Exercises:
**a.** Please answer these from the excerpt on pullbacks of differential forms, one line each:
(i) Which edition of the Stewart calculus textbook are the examples based on?
(ii) According to the excerpt, why is the induced map f* called a pullback?
(iii) Over what region is the triple integral of Exercise 42 taken?
**b.** Write the next part of the excerpt on pullbacks of differential forms, starting right after its final sentence.
***** Source extract
A volume integral leads to a 3-form, a line integral leads to a 1-form, and a surface integral leads to a two form; see Flanders' nice book. We will give examples below based on exercises from the popular calculus textbook by James Stewart (8th edition).
Consider two manifolds M and N, possibly of different dimension. A manifold in the present work is simply an n-dimensional Euclidean space. Suppose we have a smooth map f: M -> N. This map induces a map f* from the cotangent space of N to that of M. Because f* goes the opposite direction of f, it's called a pullback.
Imagine that M is a three-dimensional Euclidean space with Cartesian coordinates, and N the same space but with spherical coordinates. We evaluate three triple integrals in Stewart Section 15.8, Exercises 41--43.
restart: with(DifferentialGeometry): with(plots):
We first define manifolds M and N, and the transformation.
DGsetup([x,y,z], M); DGsetup([rho, theta, phi], N);
frame name: M
frame name: N
f := Transformation(N, M, [x=rho*sin(phi)*cos(theta), y=rho*sin(phi)*sin(theta), z=rho*cos(phi)]);
Exercise 41:
Int(Int(Int(x*y, z=sqrt(x^2+y^2)..sqrt(2-x^2-y^2)), y=0..sqrt(1-x^2)), x=0..1);
We define a three-form associated with M, and pullback to N.
lambda1 := evalDG(x*y*dz &wedge dy &wedge dx);
l1p := Pullback(f, lambda1);
The triple integral is over the region shown below.
p11 := plot3d([sqrt(2)*sin(phi)*cos(theta), sqrt(2)*sin(phi)*sin(theta), sqrt(2)*cos(phi)], phi=0..Pi/4, theta=0..Pi/2): p12 := plot3d([rho*sin(Pi/4)*cos(theta), rho*sin(Pi/4)*sin(theta), rho*cos(Pi/4)], rho=0..sqrt(2), theta=0..Pi/2): display({p11, p12}, scaling = constrained);
We integrate the three form.
IntegrateForm(l1p, rho=0..sqrt(2), phi=0..Pi/4, theta=0..Pi/2);
Exercise 42 is below, with a similar procedure as above.
Int(Int(Int(x^2*z+y^2*z+z^3, z=-sqrt(a^2-x^2-y^2)..sqrt(a^2-x^2-y^2)), x=-sqrt(a^2-y^2)..sqrt(a^2-y^2)), y=-a..a);
lambda2 := evalDG((x^2*z+y^2*z+z^3)*dz &wedge dx &wedge dy);
l2p := Pullback(f, lambda2);
The triple integral is over the region of a sphere centered at the origin with radius a.
**********
***** Supplied records
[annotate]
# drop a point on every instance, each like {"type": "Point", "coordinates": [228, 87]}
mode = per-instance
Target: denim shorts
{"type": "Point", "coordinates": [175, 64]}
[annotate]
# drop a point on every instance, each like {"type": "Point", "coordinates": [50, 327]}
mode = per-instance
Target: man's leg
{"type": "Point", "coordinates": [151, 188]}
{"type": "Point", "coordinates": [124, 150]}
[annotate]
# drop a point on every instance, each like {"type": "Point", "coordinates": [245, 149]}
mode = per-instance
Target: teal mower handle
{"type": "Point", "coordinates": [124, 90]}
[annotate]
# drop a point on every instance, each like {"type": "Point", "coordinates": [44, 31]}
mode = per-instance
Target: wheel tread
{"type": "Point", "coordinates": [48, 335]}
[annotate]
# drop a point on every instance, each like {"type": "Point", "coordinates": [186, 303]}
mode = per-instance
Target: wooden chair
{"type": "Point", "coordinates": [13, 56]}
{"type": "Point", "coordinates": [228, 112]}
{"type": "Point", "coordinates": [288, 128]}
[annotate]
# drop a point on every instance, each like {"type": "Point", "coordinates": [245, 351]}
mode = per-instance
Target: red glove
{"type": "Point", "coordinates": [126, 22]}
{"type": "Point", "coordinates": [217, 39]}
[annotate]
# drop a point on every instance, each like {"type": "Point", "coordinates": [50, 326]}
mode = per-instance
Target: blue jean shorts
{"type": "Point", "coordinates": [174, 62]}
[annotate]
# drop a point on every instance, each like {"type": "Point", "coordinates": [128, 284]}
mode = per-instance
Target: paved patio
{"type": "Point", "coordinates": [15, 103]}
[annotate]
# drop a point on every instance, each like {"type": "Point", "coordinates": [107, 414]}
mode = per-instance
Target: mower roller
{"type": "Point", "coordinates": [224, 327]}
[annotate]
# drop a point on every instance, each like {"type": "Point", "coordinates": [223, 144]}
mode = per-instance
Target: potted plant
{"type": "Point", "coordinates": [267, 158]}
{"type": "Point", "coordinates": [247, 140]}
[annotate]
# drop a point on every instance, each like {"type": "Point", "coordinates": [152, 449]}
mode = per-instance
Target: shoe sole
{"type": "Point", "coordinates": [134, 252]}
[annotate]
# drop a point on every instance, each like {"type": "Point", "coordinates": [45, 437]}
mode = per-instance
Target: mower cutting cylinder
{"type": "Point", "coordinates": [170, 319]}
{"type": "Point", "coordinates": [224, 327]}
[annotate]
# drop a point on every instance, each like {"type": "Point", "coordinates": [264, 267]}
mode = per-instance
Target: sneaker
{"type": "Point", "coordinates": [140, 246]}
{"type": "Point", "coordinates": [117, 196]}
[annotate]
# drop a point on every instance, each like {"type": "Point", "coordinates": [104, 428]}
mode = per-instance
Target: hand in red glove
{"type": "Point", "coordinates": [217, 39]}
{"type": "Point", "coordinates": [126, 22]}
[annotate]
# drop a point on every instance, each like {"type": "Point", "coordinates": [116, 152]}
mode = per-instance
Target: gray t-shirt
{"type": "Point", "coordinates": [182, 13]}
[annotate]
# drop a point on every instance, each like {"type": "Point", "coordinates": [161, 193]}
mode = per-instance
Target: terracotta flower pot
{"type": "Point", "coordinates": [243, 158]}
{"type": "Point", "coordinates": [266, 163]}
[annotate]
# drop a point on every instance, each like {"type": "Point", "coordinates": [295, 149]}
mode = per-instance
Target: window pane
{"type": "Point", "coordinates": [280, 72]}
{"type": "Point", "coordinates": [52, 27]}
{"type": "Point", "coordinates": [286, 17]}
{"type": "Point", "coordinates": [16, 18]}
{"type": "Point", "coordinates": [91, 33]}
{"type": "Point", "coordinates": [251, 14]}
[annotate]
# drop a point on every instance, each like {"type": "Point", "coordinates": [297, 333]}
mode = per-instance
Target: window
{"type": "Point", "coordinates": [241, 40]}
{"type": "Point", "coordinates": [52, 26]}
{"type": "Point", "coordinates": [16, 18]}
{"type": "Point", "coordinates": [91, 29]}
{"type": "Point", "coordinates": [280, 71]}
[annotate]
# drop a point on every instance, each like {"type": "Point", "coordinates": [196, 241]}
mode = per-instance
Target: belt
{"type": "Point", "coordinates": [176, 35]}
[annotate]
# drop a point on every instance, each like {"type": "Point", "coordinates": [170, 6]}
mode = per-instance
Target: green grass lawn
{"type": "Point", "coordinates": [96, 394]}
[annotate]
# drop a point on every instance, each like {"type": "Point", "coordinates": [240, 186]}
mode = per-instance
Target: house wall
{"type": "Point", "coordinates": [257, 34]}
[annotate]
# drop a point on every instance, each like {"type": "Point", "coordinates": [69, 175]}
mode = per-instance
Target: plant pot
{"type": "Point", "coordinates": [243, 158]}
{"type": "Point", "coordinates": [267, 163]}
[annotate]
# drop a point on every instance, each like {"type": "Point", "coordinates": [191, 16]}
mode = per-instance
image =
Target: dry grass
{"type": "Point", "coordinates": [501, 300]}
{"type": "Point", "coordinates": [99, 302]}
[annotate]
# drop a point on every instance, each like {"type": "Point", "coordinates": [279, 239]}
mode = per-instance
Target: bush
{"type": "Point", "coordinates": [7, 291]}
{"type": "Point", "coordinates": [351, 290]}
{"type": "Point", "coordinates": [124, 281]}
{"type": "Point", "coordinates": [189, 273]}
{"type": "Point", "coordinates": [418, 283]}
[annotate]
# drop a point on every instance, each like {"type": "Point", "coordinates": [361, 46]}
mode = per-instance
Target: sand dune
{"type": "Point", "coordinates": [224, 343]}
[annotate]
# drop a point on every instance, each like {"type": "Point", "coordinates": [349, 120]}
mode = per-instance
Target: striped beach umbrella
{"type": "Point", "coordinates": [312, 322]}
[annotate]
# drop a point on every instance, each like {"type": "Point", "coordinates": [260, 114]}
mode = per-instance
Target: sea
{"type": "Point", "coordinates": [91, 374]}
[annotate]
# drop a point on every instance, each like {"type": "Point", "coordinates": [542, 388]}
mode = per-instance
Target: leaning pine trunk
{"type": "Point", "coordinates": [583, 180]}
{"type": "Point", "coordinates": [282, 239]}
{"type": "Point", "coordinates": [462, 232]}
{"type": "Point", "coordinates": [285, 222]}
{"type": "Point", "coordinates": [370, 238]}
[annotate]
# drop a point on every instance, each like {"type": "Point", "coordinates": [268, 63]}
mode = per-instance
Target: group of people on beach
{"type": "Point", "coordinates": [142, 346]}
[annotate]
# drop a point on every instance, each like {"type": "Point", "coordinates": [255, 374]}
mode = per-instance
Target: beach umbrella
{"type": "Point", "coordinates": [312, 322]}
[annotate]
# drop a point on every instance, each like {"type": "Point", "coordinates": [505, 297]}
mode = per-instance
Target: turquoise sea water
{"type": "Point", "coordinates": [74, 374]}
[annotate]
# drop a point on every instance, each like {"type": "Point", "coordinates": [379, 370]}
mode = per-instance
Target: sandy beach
**********
Answers for the tasks:
**a.**
(i) The 8th edition.
(ii) Because f* goes the opposite direction of f.
(iii) A sphere centered at the origin with radius a.

**b.**
plot3d([sin(phi)*cos(theta), sin(phi)*sin(theta), cos(phi)], phi=0..Pi, theta=0..2*Pi);
This integral vanishes.
IntegrateForm(l2p, rho=0..a, phi=0..Pi, theta=0..2*Pi);
0
Exercise 43.
Int(Int(Int((x^2+y^2+z^2)^(3/2), z=2-sqrt(4-x^2-y^2)..2+sqrt(4-x^2-y^2)), y=-sqrt(4-x^2)..sqrt(4-x^2)), x=-2..2);
lambda3 := evalDG((x^2+y^2+z^2)^(3/2)*dz &wedge dy &wedge dx);
l3p := Pullback(f, lambda3);
l3p := evalDG(l3p) assuming rho>0;
The triple integral is over the region of a sphere whose center is (0,0,2) and radius 2.
plot3d([2*sin(phi)*cos(theta), 2*sin(phi)*sin(theta), 2*cos(phi)+2], phi=0..Pi, theta=0..2*Pi);
The integration of the three-form is below.
IntegrateForm(l3p, theta=0..2*Pi, phi=0..Pi/2, rho=0..4*cos(phi));
restart:
Before continuing additional examples, let us review an elementary problem in single-variable calculus. Consider Stewart Section 5.5 Substitution Rule Example 1:
Int(x^3*cos(x^4+2), x);
In the textbook students learn the method of setting u=g(x)=x^4+2 and evaluating du=g'(x)dx. Here we consider two one-dimensional manifolds, M and N, with coordinate x and u, respectively.
with(DifferentialGeometry):
DGsetup([x], M); DGsetup([u], N);
frame name: M
frame name: N
The transformation from M to N is the following.
g := Transformation(M, N, [u=x^4+2]);
omega := evalDG(x^3*cos(x^4+2)*dx);
But to pullback from the cotangent space of M to that of N, we need the inverse transformation (hence the name pullback).
ginv := InverseTransformation(g);
omega1 := Pullback(ginv, omega);
i1 := IntegrateForm(omega1, u);
Now we pullback the function (a zero-form) to M.
Pullback(g, i1);
restart:
The component expression of f* is given by the Jacobian matrix, as illustrated in next problem (Stewart Section 15.9 Exercise 18): evaluate the double integral of the function f(x,y)=x^2-x*y+y^2 over the interior of an ellipse.
plot3d(x^2-x*y+y^2, x=-2..2, y=-2..2);
plots[implicitplot](x^2-x*y+y^2=2, x=-2..2, y=-2..2);
We can use VectorCalculus[int] to find the answer.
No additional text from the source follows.